Trecho apresentado:
Por séculos, investigamos o céu para prever o futuro. Levantávamos os olhos e imaginávamos poder capturar aquilo que aconteceria observando a geometria móvel e variável que outros corpos – as estrelas – pareciam desenhar em seu corpo etéreo. É por isso que a ciência do futuro ou o saber vernacular sobre aquilo que acontecerá se chama, ainda hoje, astrologia: a ciência dos corpos celestes. Por séculos temos observado, adorado, venerado partes do céu, as estrelas, ou melhor, a sua imagem luminosa na porção de céu que vemos a cada noite, como a causa de tudo aquilo que nos acontece e nos acontecerá.

Esta crença era constantemente acompanhada de uma outra. Com efeito, por séculos olhamos para a terra como a mais sagrada guardiã do nosso passado. É à terra que, desde sempre, confiamos e temos entregado os mortos. É à terra e às ruínas que vomita do seu ventre que sempre pedimos para nos contar aquilo que fomos. Por séculos temos considerado a terra como um puro efeito, um mero depósito cósmico de tudo aquilo que aconteceu em outro lugar, a garagem das sucatas do universo humano e não humano. Uma massa de ruínas.

Por séculos, e por razões difíceis de compreender, somos vítimas desse estranho erro de paralaxe. Examinamos e retiramos o futuro de um espaço sideralmente distante de nós e das nossas vidas. Fizemos da Terra do espaço que nos acolhe, que nos nutre, que gera (porque não somos outra coisa que uma variação sobre o tema da sua própria matéria), uma imensa lixeira arqueológica que até nos impede de reconhecer e viver o presente.

Descrição da tarefa: Copie sem alterações, do trecho sobre o céu e a terra, a parte que começa nas palavras que contêm "Por séculos, e" e termina em "viver o presente.". Os registros a seguir provêm de outra fonte.

Registros de dados:

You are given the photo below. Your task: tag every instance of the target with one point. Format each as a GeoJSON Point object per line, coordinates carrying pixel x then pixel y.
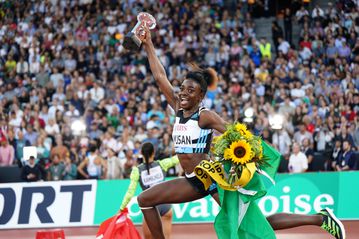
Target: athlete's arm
{"type": "Point", "coordinates": [168, 163]}
{"type": "Point", "coordinates": [134, 177]}
{"type": "Point", "coordinates": [211, 120]}
{"type": "Point", "coordinates": [159, 72]}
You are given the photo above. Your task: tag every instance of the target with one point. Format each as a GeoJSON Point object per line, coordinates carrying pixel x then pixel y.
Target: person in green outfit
{"type": "Point", "coordinates": [192, 136]}
{"type": "Point", "coordinates": [148, 174]}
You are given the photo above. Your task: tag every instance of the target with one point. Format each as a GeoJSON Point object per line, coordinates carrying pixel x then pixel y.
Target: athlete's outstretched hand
{"type": "Point", "coordinates": [147, 37]}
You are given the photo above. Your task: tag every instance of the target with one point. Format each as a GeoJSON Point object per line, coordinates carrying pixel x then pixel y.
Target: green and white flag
{"type": "Point", "coordinates": [240, 217]}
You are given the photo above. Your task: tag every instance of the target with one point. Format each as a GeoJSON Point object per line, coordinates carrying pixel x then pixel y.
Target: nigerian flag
{"type": "Point", "coordinates": [240, 217]}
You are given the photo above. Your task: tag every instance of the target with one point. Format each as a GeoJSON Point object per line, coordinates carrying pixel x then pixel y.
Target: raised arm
{"type": "Point", "coordinates": [211, 120]}
{"type": "Point", "coordinates": [159, 72]}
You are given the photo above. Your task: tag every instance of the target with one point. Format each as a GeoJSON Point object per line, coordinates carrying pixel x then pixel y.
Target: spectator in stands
{"type": "Point", "coordinates": [282, 142]}
{"type": "Point", "coordinates": [301, 134]}
{"type": "Point", "coordinates": [346, 159]}
{"type": "Point", "coordinates": [60, 150]}
{"type": "Point", "coordinates": [31, 171]}
{"type": "Point", "coordinates": [7, 153]}
{"type": "Point", "coordinates": [96, 167]}
{"type": "Point", "coordinates": [298, 162]}
{"type": "Point", "coordinates": [287, 20]}
{"type": "Point", "coordinates": [114, 165]}
{"type": "Point", "coordinates": [70, 168]}
{"type": "Point", "coordinates": [309, 153]}
{"type": "Point", "coordinates": [20, 143]}
{"type": "Point", "coordinates": [56, 170]}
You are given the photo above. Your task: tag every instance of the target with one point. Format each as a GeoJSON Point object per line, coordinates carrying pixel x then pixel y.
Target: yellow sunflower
{"type": "Point", "coordinates": [239, 152]}
{"type": "Point", "coordinates": [260, 152]}
{"type": "Point", "coordinates": [242, 128]}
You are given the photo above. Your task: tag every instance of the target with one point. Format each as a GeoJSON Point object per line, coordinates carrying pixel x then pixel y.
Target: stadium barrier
{"type": "Point", "coordinates": [89, 202]}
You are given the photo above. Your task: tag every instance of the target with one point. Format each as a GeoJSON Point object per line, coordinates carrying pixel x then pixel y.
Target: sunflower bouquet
{"type": "Point", "coordinates": [240, 152]}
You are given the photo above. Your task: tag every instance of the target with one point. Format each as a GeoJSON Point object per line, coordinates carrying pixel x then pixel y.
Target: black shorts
{"type": "Point", "coordinates": [163, 208]}
{"type": "Point", "coordinates": [199, 187]}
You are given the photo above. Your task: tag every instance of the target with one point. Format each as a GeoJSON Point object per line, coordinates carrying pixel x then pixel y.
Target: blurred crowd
{"type": "Point", "coordinates": [63, 61]}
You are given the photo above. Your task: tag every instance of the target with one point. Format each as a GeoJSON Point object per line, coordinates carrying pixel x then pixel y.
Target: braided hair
{"type": "Point", "coordinates": [205, 77]}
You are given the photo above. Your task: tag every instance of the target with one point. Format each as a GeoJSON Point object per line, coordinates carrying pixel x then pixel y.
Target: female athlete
{"type": "Point", "coordinates": [192, 135]}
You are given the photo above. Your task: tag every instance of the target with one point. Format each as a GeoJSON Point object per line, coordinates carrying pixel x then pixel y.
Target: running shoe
{"type": "Point", "coordinates": [332, 224]}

Sua solução:
Por séculos, e por razões difíceis de compreender, somos vítimas desse estranho erro de paralaxe. Examinamos e retiramos o futuro de um espaço sideralmente distante de nós e das nossas vidas. Fizemos da Terra do espaço que nos acolhe, que nos nutre, que gera (porque não somos outra coisa que uma variação sobre o tema da sua própria matéria), uma imensa lixeira arqueológica que até nos impede de reconhecer e viver o presente.